WHAT TO DO:
Update the data below by putting "fill_rule" wherever "ring_rule" appears. Leave everything else as it is.
+++
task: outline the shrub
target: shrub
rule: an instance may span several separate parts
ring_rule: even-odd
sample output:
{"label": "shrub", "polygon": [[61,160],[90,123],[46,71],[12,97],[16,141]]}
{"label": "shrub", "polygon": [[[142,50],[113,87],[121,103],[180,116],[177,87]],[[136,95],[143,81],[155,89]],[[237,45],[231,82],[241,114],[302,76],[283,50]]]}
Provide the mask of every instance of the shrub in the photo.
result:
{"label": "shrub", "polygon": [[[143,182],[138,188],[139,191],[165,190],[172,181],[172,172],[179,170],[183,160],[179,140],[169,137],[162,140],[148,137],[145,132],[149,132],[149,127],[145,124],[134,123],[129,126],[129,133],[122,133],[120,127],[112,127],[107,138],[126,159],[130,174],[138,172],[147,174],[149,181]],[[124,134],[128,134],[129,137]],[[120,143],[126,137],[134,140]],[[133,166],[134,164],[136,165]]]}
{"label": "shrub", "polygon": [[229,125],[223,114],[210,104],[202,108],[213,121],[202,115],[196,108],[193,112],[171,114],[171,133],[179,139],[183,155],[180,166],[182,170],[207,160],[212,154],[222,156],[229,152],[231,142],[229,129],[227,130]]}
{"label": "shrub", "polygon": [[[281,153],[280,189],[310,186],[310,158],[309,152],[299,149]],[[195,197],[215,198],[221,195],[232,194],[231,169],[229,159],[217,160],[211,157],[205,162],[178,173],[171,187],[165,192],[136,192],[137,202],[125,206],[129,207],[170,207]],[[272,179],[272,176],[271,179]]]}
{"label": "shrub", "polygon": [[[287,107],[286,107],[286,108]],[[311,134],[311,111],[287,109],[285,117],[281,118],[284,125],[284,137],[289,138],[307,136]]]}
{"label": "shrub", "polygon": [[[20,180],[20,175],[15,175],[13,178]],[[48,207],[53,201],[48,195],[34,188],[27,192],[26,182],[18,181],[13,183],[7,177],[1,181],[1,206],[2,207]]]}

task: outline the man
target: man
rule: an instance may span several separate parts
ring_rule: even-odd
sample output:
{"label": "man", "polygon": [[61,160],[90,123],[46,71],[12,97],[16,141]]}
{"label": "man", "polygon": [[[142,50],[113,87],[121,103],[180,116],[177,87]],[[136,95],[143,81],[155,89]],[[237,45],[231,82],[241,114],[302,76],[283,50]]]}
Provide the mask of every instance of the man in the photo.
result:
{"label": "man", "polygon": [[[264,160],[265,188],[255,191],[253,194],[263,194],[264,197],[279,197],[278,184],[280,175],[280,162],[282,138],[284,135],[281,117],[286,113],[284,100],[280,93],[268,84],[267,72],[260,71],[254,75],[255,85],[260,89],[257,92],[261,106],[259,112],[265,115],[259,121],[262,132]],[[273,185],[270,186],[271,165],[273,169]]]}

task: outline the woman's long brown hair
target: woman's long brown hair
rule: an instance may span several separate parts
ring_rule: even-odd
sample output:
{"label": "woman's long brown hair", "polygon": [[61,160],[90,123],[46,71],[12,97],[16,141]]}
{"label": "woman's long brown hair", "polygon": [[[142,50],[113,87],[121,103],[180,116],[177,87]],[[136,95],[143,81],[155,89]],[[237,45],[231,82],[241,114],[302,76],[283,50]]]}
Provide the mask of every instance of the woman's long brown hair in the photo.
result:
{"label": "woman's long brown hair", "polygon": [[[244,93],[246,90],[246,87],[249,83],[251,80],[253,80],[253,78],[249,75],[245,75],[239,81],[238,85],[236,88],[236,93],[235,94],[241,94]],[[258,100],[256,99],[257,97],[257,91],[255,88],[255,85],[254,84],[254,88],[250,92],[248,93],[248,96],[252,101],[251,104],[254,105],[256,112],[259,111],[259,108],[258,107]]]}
+++
EXERCISE SOLUTION:
task: outline the shrub
target: shrub
rule: an instance may span several separate parts
fill_rule: even-odd
sample output:
{"label": "shrub", "polygon": [[61,160],[90,123],[46,71],[12,97],[16,141]]}
{"label": "shrub", "polygon": [[[142,50],[113,87],[121,103],[180,116],[177,87]],[[136,95],[143,81],[155,89]],[[237,45],[231,82],[241,114],[302,76],[283,50]]]}
Provide the mask of every instance of the shrub in the photo.
result:
{"label": "shrub", "polygon": [[[143,182],[138,188],[139,191],[165,190],[172,181],[172,172],[179,170],[183,160],[179,140],[169,137],[162,140],[148,137],[145,132],[149,132],[149,127],[145,124],[134,123],[129,126],[129,133],[122,133],[120,127],[112,127],[107,138],[126,159],[130,174],[138,172],[147,174],[149,181]],[[124,134],[128,134],[129,137]],[[120,143],[126,137],[134,140]],[[133,166],[134,164],[136,165]]]}
{"label": "shrub", "polygon": [[229,125],[223,114],[210,104],[202,108],[213,121],[202,115],[196,108],[193,112],[171,114],[171,133],[179,139],[183,155],[180,166],[182,170],[207,160],[212,154],[222,156],[229,152],[231,142],[229,129],[227,130]]}
{"label": "shrub", "polygon": [[[281,153],[280,189],[310,186],[310,158],[309,152],[299,149]],[[195,197],[215,198],[221,195],[232,194],[231,169],[229,159],[217,160],[211,157],[205,162],[178,173],[171,187],[165,192],[136,192],[137,202],[125,206],[129,207],[170,207]],[[272,179],[272,176],[271,179]]]}
{"label": "shrub", "polygon": [[[287,107],[286,107],[286,108]],[[311,134],[311,111],[287,109],[285,117],[281,118],[284,125],[284,137],[289,138],[307,136]]]}
{"label": "shrub", "polygon": [[[20,180],[20,175],[15,175],[13,178]],[[48,207],[53,201],[48,195],[34,188],[27,192],[26,182],[18,181],[13,183],[7,177],[1,181],[1,206],[2,207]]]}

task: outline the man
target: man
rule: an instance may span several separate parts
fill_rule: even-odd
sample output:
{"label": "man", "polygon": [[61,160],[90,123],[46,71],[12,97],[16,141]]}
{"label": "man", "polygon": [[[142,50],[113,87],[121,103],[180,116],[177,87]],[[136,95],[143,81],[155,89]],[[237,45],[231,82],[241,114],[302,76],[283,50]]]}
Provide the mask of every instance of the man in the photo.
result:
{"label": "man", "polygon": [[[264,160],[265,188],[255,191],[253,194],[263,194],[264,197],[279,197],[278,184],[280,175],[280,162],[282,138],[284,135],[281,117],[286,113],[284,100],[280,93],[268,84],[267,72],[260,71],[254,75],[255,85],[260,89],[257,92],[261,106],[259,112],[265,115],[259,121],[262,132]],[[273,185],[270,186],[271,165],[273,169]]]}

task: outline the woman's long brown hair
target: woman's long brown hair
rule: an instance may span several separate parts
fill_rule: even-odd
sample output:
{"label": "woman's long brown hair", "polygon": [[61,160],[90,123],[46,71],[12,97],[16,141]]}
{"label": "woman's long brown hair", "polygon": [[[142,50],[113,87],[121,103],[180,116],[177,87]],[[136,95],[143,81],[155,89]],[[237,45],[231,82],[241,114],[302,76],[283,50]]]}
Provide the mask of every instance of the woman's long brown hair in the photo.
result:
{"label": "woman's long brown hair", "polygon": [[[244,93],[246,90],[246,87],[249,83],[251,80],[253,80],[253,78],[249,75],[245,75],[239,81],[238,85],[236,88],[236,93],[235,94],[241,94]],[[258,100],[256,99],[257,97],[257,91],[255,88],[255,85],[254,84],[254,88],[250,92],[248,93],[248,96],[252,101],[251,104],[254,105],[256,112],[259,111],[259,108],[258,107]]]}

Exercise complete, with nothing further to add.